— START QUOTED PASSAGE —

I have a CSV file where there are 15000 mac adresses and I would like to find the vendor mapping for each of these mac addresses.
I have a json file where I can find all the vendor mapping by mac prefix like this:
oui.json
{
"VendorMapping": [
{
"_mac_prefix": "00:00:00",
"_vendor_name": "XEROX CORPORATION"
},
{
"_mac_prefix": "00:00:01",
"_vendor_name": "XEROX CORPORATION"
},
{
"_mac_prefix": "00:00:02",
"_vendor_name": "XEROX CORPORATION"
},
{
"_mac_prefix": "00:00:03",
"_vendor_name": "XEROX CORPORATION"
},
{
"_mac_prefix": "00:00:04",
"_vendor_name": "XEROX CORPORATION"
},
....
I started my script by making a foor loop in my CSV and a foor loop in the json to find the matching vendor mapping for each mac address of my CSV:
import json
import os
from time import time
start = time()
f = open("oui.json")
data = json.load(f)
file = open("data.csv")
content = file.readlines()[1:]
for line in content:
mac = line.split(',')[1]
print(mac)
for oui in data["VendorMapping"]:
if mac.upper().startswith(oui["_mac_prefix"]):
print(oui["_vendor_name"])
break
print(f'Total time: {time() - start}')
It took me 49 seconds to get all the vendor mapping for all the mac adresses. But I want to make it much faster.
For that, I decided to use asyncIO like that:
import json
import asyncio
import os
from time import time
start = time()
f = open('oui.json')
data = json.load(f)
file = open("api/data.csv")
content = file.readlines()[1:]
tasks = []
async def vendormapping(line):
mac = line.split(',')[1]
print(mac)
for oui in data["VendorMapping"]:
if mac.upper().startswith(oui["_mac_prefix"]):
print(oui["_vendor_name"])
break
async def main():
for line in content:
tasks.append(vendormapping(line))
await asyncio.gather(*tasks)
asyncio.run(main())
print(f"All took {time() - start}")
I think I'm doing something wrong because it's taking 39 seconds to proceed. I was expecting something faster. Can someone please help me?

— END QUOTED PASSAGE —
— START SUPPLIED ENTRIES —

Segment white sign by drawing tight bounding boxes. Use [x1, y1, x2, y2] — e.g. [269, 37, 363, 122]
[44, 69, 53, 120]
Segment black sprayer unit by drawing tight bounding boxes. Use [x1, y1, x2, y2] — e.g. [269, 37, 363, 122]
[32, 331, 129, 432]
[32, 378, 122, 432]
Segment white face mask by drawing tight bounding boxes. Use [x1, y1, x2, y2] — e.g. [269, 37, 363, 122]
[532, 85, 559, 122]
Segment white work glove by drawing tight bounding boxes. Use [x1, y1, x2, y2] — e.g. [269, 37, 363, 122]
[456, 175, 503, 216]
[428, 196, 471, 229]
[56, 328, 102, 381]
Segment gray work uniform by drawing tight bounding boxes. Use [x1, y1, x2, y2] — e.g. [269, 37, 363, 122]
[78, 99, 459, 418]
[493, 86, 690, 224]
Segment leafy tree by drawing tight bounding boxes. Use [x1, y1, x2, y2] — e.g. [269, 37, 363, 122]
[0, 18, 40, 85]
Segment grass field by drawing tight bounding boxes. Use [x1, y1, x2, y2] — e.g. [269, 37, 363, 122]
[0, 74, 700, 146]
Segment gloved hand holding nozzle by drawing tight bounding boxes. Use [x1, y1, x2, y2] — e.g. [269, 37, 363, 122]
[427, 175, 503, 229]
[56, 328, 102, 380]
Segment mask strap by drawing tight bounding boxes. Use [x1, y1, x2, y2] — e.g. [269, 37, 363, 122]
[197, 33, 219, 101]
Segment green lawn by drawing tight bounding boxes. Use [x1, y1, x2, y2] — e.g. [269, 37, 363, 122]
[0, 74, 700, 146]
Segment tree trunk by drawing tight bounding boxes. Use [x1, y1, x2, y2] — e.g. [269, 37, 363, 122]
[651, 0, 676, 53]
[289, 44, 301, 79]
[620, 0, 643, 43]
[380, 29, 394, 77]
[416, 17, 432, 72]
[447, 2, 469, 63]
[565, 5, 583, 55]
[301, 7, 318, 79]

— END SUPPLIED ENTRIES —
— START SUPPLIED ENTRIES —

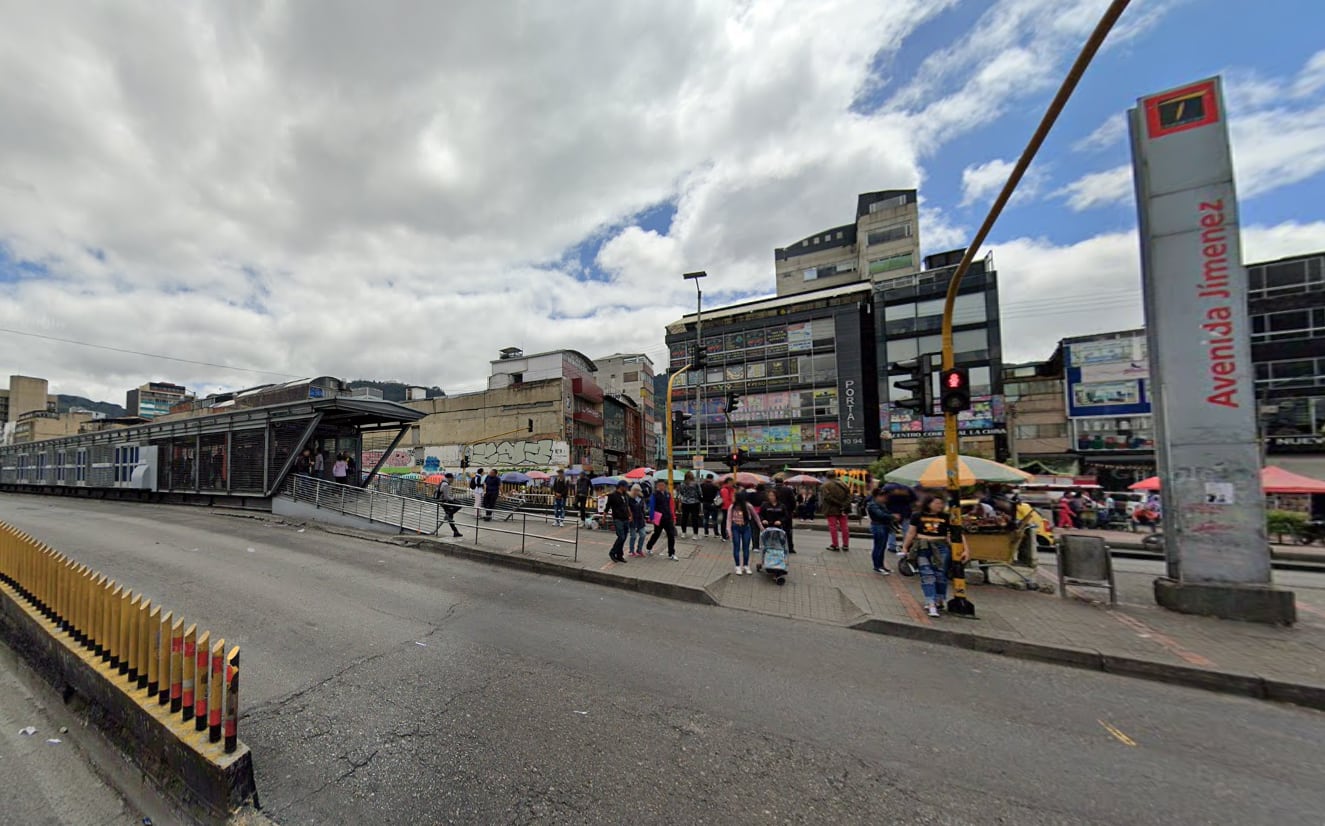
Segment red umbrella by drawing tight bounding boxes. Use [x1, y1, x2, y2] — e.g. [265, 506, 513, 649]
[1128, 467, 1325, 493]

— END SUPPLIED ENTRIES —

__TO DO__
In the forum post about MAC address vendor lookup, how many seconds did the first script, the nested-loop version without asyncio, take?

__THE ANSWER__
49 seconds.